— Start of Source document —
1. Causal or Experimental Research

When most people think of scientific experimentation, research on cause and effect is most often brought to mind. Experiments on causal relationships investigate the effect of one or more variables on one or more outcome variables. This type of research also determines if one variable causes another variable to occur or change.

An example of this type of research in psychology would be changing the length of a specific mental health treatment and measuring the effect on study participants.

2. Descriptive Research

Descriptive research seeks to depict what already exists in a group or population. Three types of psychology research utilizing this method are:

  • Case studies
  • Observational studies

An example of this psychology research method would be an opinion poll to determine which presidential candidate people plan to vote for in the next election. Descriptive studies don't try to measure the effect of a variable; they seek only to describe it.

3. Relational or Correlational Research

A study that investigates the connection between two or more variables is considered relational research. The variables compared are generally already present in the group or population.

For example, a study that looks at the proportion of males and females that would purchase either a classical CD or a jazz CD would be studying the relationship between gender and music preference.

Theory vs. Hypothesis in Psychology Research

People often confuse the terms theory and hypothesis or are not quite sure of the distinctions between the two concepts. If you're a psychology student, it's essential to understand what each term means, how they differ, and how they're used in psychology research.

A theory is a well-established principle that has been developed to explain some aspect of the natural world. A theory arises from repeated observation and testing and incorporates facts, laws, predictions, and tested hypotheses that are widely accepted.

A hypothesis is a specific, testable prediction about what you expect to happen in your study. For example, an experiment designed to look at the relationship between study habits and test anxiety might have a hypothesis that states, "We predict that students with better study habits will suffer less test anxiety." Unless your study is exploratory in nature, your hypothesis should always explain what you expect to happen during the course of your experiment or research.

While the terms are sometimes used interchangeably in everyday use, the difference between a theory and a hypothesis is important when studying experimental design.

Some other important distinctions to note include:

  • A theory predicts events in general terms, while a hypothesis makes a specific prediction about a specified set of circumstances.
  • A theory has been extensively tested and is generally accepted, while a hypothesis is a speculative guess that has yet to be tested.

The Effect of Time on Research Methods in Psychology

There are two types of time dimensions that can be used in designing a research study:

  • Cross-sectional research takes place at a single point in time. All tests, measures, or variables are administered to participants on one occasion. This type of research seeks to gather data on present conditions instead of looking at the effects of a variable over a period of time.
— End of Source document —
| Your objective |
Answer these questions about the text on psychology research methods:
1. In the CD example, what relationship is being studied?
2. What does a theory arise from?
3. When does cross-sectional research take place?
— Start of Stored records —
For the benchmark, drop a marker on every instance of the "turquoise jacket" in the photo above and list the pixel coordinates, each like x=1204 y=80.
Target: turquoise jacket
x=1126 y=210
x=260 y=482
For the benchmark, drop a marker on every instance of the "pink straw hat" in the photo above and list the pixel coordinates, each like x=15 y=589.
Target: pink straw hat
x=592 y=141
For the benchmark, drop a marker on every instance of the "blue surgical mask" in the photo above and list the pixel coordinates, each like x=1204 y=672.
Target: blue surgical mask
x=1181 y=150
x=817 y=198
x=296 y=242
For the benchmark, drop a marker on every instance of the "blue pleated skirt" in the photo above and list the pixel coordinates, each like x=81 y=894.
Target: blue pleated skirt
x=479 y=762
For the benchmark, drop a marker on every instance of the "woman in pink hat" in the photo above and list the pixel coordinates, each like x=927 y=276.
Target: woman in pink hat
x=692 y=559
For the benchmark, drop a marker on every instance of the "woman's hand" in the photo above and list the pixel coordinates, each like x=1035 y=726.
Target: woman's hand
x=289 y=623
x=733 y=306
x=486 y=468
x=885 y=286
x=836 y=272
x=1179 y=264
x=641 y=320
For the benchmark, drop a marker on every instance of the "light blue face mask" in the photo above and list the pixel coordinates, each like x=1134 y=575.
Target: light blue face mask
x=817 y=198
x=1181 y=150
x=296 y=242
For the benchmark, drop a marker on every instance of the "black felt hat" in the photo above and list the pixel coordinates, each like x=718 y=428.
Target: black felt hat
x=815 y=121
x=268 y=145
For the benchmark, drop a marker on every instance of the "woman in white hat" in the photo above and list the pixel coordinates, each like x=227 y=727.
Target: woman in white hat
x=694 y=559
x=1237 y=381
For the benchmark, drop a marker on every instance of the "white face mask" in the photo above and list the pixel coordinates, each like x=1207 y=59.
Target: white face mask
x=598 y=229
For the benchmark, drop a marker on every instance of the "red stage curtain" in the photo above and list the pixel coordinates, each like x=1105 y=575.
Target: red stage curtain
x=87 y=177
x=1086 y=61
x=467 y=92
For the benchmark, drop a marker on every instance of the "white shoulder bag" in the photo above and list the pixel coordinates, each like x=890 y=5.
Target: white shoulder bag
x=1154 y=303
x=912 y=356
— End of Stored records —
| Result below |
1. The relationship between gender and music preference.
2. Repeated observation and testing.
3. At a single point in time.